Problem requirements: Repeat everything in the material exactly.

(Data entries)
[Start]

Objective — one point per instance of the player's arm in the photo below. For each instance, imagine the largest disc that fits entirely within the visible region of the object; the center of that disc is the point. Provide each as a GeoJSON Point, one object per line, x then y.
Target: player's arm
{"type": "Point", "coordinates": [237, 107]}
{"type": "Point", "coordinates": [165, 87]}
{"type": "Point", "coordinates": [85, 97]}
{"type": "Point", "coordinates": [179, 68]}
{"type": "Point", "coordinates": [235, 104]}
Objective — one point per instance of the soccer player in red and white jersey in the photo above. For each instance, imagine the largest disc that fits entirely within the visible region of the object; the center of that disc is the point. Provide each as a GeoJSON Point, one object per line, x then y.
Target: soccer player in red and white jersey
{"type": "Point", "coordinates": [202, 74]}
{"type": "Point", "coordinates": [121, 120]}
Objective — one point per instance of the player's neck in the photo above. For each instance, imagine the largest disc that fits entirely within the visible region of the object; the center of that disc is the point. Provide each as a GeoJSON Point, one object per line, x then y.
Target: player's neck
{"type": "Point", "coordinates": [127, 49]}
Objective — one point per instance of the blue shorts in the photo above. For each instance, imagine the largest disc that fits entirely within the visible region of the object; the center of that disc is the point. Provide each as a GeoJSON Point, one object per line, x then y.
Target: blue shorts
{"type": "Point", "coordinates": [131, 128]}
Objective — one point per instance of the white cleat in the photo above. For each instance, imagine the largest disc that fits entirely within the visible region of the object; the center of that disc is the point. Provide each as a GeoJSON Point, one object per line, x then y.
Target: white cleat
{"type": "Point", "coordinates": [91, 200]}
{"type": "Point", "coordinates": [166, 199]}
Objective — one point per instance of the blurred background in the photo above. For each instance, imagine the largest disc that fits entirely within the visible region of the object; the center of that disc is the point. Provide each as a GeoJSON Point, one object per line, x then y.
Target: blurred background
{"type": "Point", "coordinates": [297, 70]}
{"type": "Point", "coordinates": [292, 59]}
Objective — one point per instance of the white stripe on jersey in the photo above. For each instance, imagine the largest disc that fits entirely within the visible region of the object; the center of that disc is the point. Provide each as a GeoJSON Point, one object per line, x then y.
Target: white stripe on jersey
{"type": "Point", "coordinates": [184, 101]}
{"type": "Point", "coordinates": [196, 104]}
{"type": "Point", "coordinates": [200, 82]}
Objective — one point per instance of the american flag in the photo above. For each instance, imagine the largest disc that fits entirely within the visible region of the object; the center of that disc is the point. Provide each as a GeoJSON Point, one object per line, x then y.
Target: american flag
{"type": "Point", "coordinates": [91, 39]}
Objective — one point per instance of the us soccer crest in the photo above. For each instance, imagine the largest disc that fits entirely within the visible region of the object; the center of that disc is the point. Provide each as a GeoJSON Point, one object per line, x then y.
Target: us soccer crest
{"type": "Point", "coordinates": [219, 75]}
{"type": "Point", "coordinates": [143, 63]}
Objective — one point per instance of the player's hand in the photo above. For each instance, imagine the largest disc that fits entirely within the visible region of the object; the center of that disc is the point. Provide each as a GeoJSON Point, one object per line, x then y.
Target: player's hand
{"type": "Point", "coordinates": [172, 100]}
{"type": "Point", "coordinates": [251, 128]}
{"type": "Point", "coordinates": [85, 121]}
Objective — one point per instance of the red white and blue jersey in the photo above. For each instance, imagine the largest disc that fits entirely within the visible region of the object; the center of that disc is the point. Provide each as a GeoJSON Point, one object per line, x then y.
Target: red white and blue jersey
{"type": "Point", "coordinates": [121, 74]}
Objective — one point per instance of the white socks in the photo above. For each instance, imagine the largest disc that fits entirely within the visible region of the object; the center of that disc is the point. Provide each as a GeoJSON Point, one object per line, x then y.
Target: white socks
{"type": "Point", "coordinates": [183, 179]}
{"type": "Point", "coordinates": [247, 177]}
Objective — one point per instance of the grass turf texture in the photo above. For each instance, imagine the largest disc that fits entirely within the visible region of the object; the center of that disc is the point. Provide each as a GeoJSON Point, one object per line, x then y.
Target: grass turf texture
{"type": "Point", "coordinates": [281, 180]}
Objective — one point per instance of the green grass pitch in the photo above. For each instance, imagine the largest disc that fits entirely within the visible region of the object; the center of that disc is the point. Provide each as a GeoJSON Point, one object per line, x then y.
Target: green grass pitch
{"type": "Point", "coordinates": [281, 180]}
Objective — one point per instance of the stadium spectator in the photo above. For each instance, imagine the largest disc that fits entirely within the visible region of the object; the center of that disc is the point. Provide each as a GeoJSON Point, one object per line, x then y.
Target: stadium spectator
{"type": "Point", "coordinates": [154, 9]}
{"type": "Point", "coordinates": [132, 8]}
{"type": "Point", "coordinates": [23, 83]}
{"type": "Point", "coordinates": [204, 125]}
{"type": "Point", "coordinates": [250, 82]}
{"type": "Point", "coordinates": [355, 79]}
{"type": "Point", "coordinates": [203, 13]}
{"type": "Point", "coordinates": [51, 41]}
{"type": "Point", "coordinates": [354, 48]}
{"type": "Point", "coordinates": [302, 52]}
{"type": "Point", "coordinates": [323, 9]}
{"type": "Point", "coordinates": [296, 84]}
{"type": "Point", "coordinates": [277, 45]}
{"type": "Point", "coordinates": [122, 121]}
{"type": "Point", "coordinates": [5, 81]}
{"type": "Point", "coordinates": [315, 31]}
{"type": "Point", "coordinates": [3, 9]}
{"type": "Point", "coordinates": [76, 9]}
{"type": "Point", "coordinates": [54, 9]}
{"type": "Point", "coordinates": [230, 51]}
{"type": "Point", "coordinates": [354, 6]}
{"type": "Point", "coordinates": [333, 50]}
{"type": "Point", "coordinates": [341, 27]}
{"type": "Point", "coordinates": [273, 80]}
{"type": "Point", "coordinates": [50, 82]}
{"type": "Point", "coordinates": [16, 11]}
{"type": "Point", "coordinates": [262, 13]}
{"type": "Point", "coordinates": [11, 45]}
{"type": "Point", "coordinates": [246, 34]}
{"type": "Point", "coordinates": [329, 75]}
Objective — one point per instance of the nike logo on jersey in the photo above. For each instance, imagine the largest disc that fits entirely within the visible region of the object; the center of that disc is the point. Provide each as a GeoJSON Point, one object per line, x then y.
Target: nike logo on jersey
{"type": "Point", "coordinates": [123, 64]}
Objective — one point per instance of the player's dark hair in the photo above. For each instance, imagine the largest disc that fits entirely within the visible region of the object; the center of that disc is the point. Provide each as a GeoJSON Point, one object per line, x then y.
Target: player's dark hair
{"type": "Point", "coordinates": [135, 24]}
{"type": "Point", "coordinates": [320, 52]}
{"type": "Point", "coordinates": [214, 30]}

[End]

Answer to this task:
Objective — one point per instance of the player's arm in the photo below. For each instance, imagine the largest disc that fits entirely within the visible region of the object; the center of that disc is the point. Provide each as a GeoJSON Point, one object per line, x then y.
Target: player's arm
{"type": "Point", "coordinates": [237, 107]}
{"type": "Point", "coordinates": [165, 87]}
{"type": "Point", "coordinates": [85, 97]}
{"type": "Point", "coordinates": [179, 68]}
{"type": "Point", "coordinates": [235, 104]}
Objective — one point per instance of the soccer player in red and white jersey in the photo above. For each instance, imagine the largest disc that fits entirely within the visible region of the object; the center of that disc is the point. Provide each as a GeoJSON Point, one object per line, x then y.
Target: soccer player in red and white jersey
{"type": "Point", "coordinates": [202, 74]}
{"type": "Point", "coordinates": [121, 120]}
Objective — one point per instance of the player's neck in the photo above. For each instance, imagine the largest disc that fits entirely within the visible region of the object; the center of that disc is the point. Provide each as a GeoJSON Point, one object per line, x then y.
Target: player's neck
{"type": "Point", "coordinates": [127, 49]}
Objective — one point per instance of the blue shorts in the photo above. For each instance, imagine the largest disc that fits entirely within the visible region of the object; the center of that disc is the point. Provide each as a GeoJSON Point, one object per line, x then y.
Target: blue shorts
{"type": "Point", "coordinates": [131, 128]}
Objective — one point per instance of the white cleat in the photo above. For each instance, imagine the largest disc that fits entirely within the visible region of the object; the center of that disc is the point. Provide each as a GeoJSON Point, one object per line, x then y.
Target: white cleat
{"type": "Point", "coordinates": [91, 200]}
{"type": "Point", "coordinates": [166, 199]}
Objective — one point per instance of the blurred background in the photo above. For each instance, imagine the largest disc that fits entirely within the visible region of the object; the center of that disc is the point. Provide each as a GeoJSON Point, one object per line, x then y.
Target: blurred background
{"type": "Point", "coordinates": [297, 70]}
{"type": "Point", "coordinates": [292, 59]}
Objective — one point per instance of the white stripe on jersey in the photo above. For each instance, imagine the largest disc that fits entirely within the visible region of the object; the center of that disc is the point. Provide each as a GeoJSON Point, one object per line, x then y.
Target: white stripe on jersey
{"type": "Point", "coordinates": [184, 101]}
{"type": "Point", "coordinates": [196, 104]}
{"type": "Point", "coordinates": [200, 82]}
Objective — one point per instance of the american flag in the photo above. For each instance, imagine the largest disc that fits entirely within the visible region of the object; the center of that disc is the point. Provide each as a GeoJSON Point, one object per line, x then y.
Target: american flag
{"type": "Point", "coordinates": [91, 39]}
Objective — one point per instance of the us soccer crest in the photo above. For each instance, imagine the largest disc that fits entirely within the visible region of the object; the center of that disc is the point. Provide each as a GeoJSON Point, one object per line, x then y.
Target: us soccer crest
{"type": "Point", "coordinates": [219, 75]}
{"type": "Point", "coordinates": [143, 63]}
Objective — one point per instance of the player's hand in the photo above. For each instance, imagine the largest disc that fits entirely within the visible region of the object; the center of that disc is the point. Provide each as a GeoJSON Point, one object per line, x then y.
Target: player's hand
{"type": "Point", "coordinates": [172, 100]}
{"type": "Point", "coordinates": [251, 128]}
{"type": "Point", "coordinates": [85, 121]}
Objective — one point per instance of the red white and blue jersey in the photo above. For each instance, imagine the largest disc that fits entirely within the visible region of the object; the center of that disc is the point. Provide each as a GeoJSON Point, one object per line, x then y.
Target: red white and blue jersey
{"type": "Point", "coordinates": [121, 74]}
Objective — one point per instance of the white socks in the photo above. For each instance, imagine the largest disc that fits entirely within the visible region of the object; the center of that disc is the point. Provide each as a GeoJSON Point, one object per line, x then y.
Target: white socks
{"type": "Point", "coordinates": [183, 179]}
{"type": "Point", "coordinates": [247, 177]}
Objective — one point per instance of the grass turf texture in the photo above. For each instance, imagine the largest disc that fits entirely within the visible region of the object; the center of that disc is the point. Provide each as a GeoJSON Point, one object per line, x then y.
Target: grass turf texture
{"type": "Point", "coordinates": [281, 180]}
Objective — one point per instance of the green grass pitch in the photo above. For each instance, imagine the largest disc that fits entirely within the visible region of the object; the center of that disc is the point. Provide each as a GeoJSON Point, one object per line, x then y.
Target: green grass pitch
{"type": "Point", "coordinates": [281, 180]}
Objective — one point per instance of the stadium spectator in the photo above. For each instance, imagine the largest disc that fits entirely within the visible region of the object; the center of that disc is the point. Provide each as a GeoJSON Point, one object per line, x then y.
Target: stadium spectator
{"type": "Point", "coordinates": [154, 9]}
{"type": "Point", "coordinates": [132, 8]}
{"type": "Point", "coordinates": [23, 83]}
{"type": "Point", "coordinates": [204, 125]}
{"type": "Point", "coordinates": [250, 82]}
{"type": "Point", "coordinates": [355, 79]}
{"type": "Point", "coordinates": [203, 13]}
{"type": "Point", "coordinates": [51, 41]}
{"type": "Point", "coordinates": [354, 48]}
{"type": "Point", "coordinates": [302, 52]}
{"type": "Point", "coordinates": [323, 9]}
{"type": "Point", "coordinates": [296, 84]}
{"type": "Point", "coordinates": [277, 45]}
{"type": "Point", "coordinates": [122, 121]}
{"type": "Point", "coordinates": [5, 81]}
{"type": "Point", "coordinates": [315, 31]}
{"type": "Point", "coordinates": [3, 9]}
{"type": "Point", "coordinates": [76, 9]}
{"type": "Point", "coordinates": [54, 9]}
{"type": "Point", "coordinates": [230, 51]}
{"type": "Point", "coordinates": [354, 6]}
{"type": "Point", "coordinates": [333, 50]}
{"type": "Point", "coordinates": [341, 27]}
{"type": "Point", "coordinates": [273, 80]}
{"type": "Point", "coordinates": [50, 82]}
{"type": "Point", "coordinates": [16, 11]}
{"type": "Point", "coordinates": [262, 13]}
{"type": "Point", "coordinates": [11, 45]}
{"type": "Point", "coordinates": [246, 34]}
{"type": "Point", "coordinates": [329, 75]}
Objective — one point per instance of the nike logo on jersey in the photo above. For each instance, imagine the largest disc that fits entirely within the visible region of the object; the center of that disc is the point. Provide each as a GeoJSON Point, one object per line, x then y.
Target: nike logo on jersey
{"type": "Point", "coordinates": [123, 64]}
Objective — one point per instance of the player's dark hair in the photo above. For each instance, imagine the largest disc that fits entirely within the visible region of the object; the center of that disc is the point. Provide each as a GeoJSON Point, one object per line, x then y.
Target: player's dark hair
{"type": "Point", "coordinates": [135, 24]}
{"type": "Point", "coordinates": [320, 52]}
{"type": "Point", "coordinates": [214, 30]}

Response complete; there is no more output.